▸ **Aim of the task**
Copy out all of the data below, replacing "that would help me a great deal" with "that would be very useful" everywhere it appears and leaving every other part unchanged.

(Object location annotation data)
▼

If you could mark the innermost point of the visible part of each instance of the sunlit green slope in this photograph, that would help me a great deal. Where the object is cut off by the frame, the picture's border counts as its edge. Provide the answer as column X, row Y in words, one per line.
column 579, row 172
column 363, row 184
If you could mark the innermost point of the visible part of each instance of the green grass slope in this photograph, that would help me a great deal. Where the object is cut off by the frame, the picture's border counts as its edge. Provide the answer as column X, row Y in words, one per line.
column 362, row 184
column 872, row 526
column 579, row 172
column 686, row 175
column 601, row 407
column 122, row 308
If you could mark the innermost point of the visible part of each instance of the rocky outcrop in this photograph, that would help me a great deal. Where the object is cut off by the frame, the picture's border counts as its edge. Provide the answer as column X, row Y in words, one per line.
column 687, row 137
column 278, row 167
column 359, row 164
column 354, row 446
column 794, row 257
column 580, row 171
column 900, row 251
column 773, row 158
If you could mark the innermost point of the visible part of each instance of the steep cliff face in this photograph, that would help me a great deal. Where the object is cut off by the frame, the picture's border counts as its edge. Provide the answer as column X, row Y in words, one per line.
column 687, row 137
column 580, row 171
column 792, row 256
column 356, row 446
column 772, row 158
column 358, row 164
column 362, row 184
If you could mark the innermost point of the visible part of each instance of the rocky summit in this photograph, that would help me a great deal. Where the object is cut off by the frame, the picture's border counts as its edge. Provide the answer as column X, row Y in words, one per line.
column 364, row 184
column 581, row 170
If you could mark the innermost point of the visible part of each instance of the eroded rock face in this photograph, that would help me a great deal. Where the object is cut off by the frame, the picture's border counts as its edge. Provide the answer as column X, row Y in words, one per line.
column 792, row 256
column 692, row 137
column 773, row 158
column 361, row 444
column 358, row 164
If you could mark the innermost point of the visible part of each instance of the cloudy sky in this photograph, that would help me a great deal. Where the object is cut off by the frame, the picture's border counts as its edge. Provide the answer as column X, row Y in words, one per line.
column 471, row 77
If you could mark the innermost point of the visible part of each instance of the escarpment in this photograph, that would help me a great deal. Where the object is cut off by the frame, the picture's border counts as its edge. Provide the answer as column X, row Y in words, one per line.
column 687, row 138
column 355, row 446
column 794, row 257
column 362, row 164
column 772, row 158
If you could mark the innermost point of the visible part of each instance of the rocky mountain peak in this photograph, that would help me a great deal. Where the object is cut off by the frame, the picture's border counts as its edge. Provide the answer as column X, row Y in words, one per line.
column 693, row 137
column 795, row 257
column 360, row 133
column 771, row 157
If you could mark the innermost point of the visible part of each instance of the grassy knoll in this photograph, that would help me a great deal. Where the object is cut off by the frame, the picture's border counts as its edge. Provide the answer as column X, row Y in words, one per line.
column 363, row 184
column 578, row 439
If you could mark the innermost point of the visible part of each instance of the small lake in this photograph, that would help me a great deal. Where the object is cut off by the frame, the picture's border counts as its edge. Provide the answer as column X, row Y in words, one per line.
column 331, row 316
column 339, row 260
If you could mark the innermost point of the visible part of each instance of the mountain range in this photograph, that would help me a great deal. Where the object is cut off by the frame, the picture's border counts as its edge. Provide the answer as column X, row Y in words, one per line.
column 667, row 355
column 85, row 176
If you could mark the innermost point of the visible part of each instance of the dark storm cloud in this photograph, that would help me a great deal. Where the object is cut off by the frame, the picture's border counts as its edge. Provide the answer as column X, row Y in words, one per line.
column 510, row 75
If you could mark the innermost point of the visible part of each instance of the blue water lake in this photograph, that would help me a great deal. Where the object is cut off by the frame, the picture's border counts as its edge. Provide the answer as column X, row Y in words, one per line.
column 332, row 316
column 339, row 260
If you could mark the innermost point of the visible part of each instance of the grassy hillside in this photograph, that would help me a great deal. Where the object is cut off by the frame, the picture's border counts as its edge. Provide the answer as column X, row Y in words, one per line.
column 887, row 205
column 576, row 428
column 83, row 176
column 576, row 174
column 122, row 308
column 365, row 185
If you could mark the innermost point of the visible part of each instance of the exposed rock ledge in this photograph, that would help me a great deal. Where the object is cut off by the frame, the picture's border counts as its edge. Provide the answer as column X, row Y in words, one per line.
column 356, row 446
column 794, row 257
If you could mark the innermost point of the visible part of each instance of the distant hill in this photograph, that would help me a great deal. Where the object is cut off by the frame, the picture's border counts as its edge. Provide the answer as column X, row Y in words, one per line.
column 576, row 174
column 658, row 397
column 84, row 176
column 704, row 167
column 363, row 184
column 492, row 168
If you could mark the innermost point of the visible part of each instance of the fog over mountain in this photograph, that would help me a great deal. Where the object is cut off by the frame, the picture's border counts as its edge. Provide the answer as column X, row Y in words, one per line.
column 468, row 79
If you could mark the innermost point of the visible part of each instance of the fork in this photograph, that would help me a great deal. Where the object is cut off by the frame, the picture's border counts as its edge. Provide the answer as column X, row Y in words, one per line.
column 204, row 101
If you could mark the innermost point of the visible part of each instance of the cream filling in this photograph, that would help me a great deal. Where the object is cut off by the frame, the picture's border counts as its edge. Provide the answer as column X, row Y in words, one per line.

▲

▸ **Result of the exercise**
If you could mark the innermost point of the visible part of each instance of the sunlit green slope in this photograph, that would be very useful. Where the object is cut off by the frame, the picture's border counts as its edge. Provide the answer as column X, row Y in words, one per line.
column 579, row 172
column 363, row 184
If you could mark the innermost point of the visible part of each instance of the green grass slope in this photograph, that would be very useful. Where the object is cut off by the frame, the picture's border counts as its edge. Provide the answer as column X, row Y in words, one per line.
column 362, row 184
column 872, row 526
column 579, row 172
column 686, row 175
column 601, row 407
column 122, row 308
If you could mark the innermost point of the visible part of each instance of the rocky outcrop in this photograph, that would be very useful. Where the object is cut off by the frame, the picture's border counts as its edge. Provide the answer as column X, row Y in words, one per line.
column 687, row 137
column 278, row 167
column 359, row 164
column 354, row 446
column 794, row 257
column 580, row 171
column 900, row 251
column 773, row 158
If you could mark the innermost point of the visible part of each instance of the steep cliff face in this photograph, that would be very useful. Where the object is cut off by the frame, the picture's border counts as its edge. Provide the answer as column X, row Y in words, one per line.
column 687, row 137
column 580, row 171
column 792, row 256
column 356, row 446
column 772, row 158
column 358, row 164
column 362, row 184
If you could mark the innermost point of the visible part of each instance of the rocky summit in this photograph, that would be very useful. Where the object is cut off by the frame, the picture's border counts as its edge. Provide the answer as column X, row Y in words, one per line.
column 364, row 184
column 581, row 170
If you could mark the innermost point of the visible part of each instance of the eroded rock face in this photograph, that would be very useful. Where the object is cut off by the frame, the picture's border counts as its edge. Provide the answer as column X, row Y in words, one per line.
column 792, row 256
column 692, row 137
column 773, row 158
column 361, row 444
column 358, row 164
If you could mark the innermost point of the visible part of each instance of the cloudy sky in this photograph, that would be very useful. Where the object is cut off by the frame, the picture's border counts as its edge. Provide the answer as column X, row Y in words, one per line.
column 471, row 77
If you could mark the innermost point of the visible part of each instance of the escarpment in this photograph, that would be very useful. Where the object is cut off by the frame, the picture's border counts as its edge. Provide the answer as column X, row Y in words, one per line.
column 687, row 138
column 355, row 446
column 794, row 257
column 362, row 164
column 772, row 158
If you could mark the innermost point of the visible part of each instance of the rocky mountain peak in this photograph, that would be very useful. Where the object is cut off by the frame, the picture's border counts as its edge. Provide the answer as column X, row Y in words, one per line.
column 693, row 137
column 795, row 257
column 360, row 133
column 771, row 157
If you could mark the innermost point of the visible part of each instance of the grassy knoll in this photograph, that would be very useful. Where the object is cut off by the frame, the picture's border counts as its edge. Provide the answer as column X, row Y in words, one per line.
column 363, row 184
column 578, row 439
If you could mark the innermost point of the visible part of each instance of the small lake in this photograph, that would be very useful. Where the object is cut off by the frame, the picture's border counts as its edge. Provide the answer as column X, row Y in words, one per line.
column 331, row 316
column 339, row 260
If you could mark the innermost point of the visible part of each instance of the mountain range in this photograph, that would be very useful. Where the object is cut off by the frame, the picture's border counts as its edge. Provide the answer as column X, row Y in words, one per line.
column 667, row 355
column 85, row 176
If you could mark the innermost point of the visible part of each instance of the dark storm cloud in this photograph, that would be very useful. Where the object is cut off by the frame, the picture's border counts as its edge. Provide the answer as column X, row Y in words, one per line.
column 510, row 75
If you could mark the innermost point of the visible part of each instance of the blue water lake in this photograph, that would be very useful. Where the object is cut off by the frame, the picture's border counts as its edge. Provide the answer as column X, row Y in words, one per line.
column 332, row 316
column 339, row 260
If you could mark the innermost point of the visible part of each instance of the grassy hillside in this photograph, that would be very useful. Where the object is cut off by the frame, the picture's border counts as its edge. Provide the answer as column X, row Y in words, one per line.
column 887, row 205
column 576, row 428
column 83, row 176
column 576, row 174
column 122, row 308
column 365, row 185
If you could mark the innermost point of the visible part of each instance of the exposed rock ledge in this photograph, that would be very useful. Where the object is cut off by the frame, the picture's border counts as its edge. Provide the answer as column X, row Y in words, one per line.
column 356, row 446
column 794, row 257
If you could mark the innermost point of the visible part of each instance of the distant hill in this photograph, that would be very useful. Where the object is cut off by the frame, the picture's border counts as its edge. Provide the answer as column X, row Y in words, one per line.
column 576, row 174
column 658, row 397
column 84, row 176
column 704, row 167
column 363, row 184
column 492, row 168
If you could mark the innermost point of the visible part of each instance of the fog over mountain in this photograph, that would be very useful. Where the object is cut off by the frame, the picture's border counts as its edge. Provide the answer as column X, row Y in words, one per line.
column 468, row 79
If you could mark the innermost point of the visible part of each instance of the fork in this photograph, that would be very useful. Where the object is cut off by the frame, the picture's border counts as its edge. Provide the answer as column X, row Y in words, one per line.
column 204, row 101
If you could mark the innermost point of the visible part of each instance of the cream filling in this photograph, that would be very useful. Where the object is cut off by the frame, the picture's border counts as its edge. Provide the answer as column X, row Y in words, one per line.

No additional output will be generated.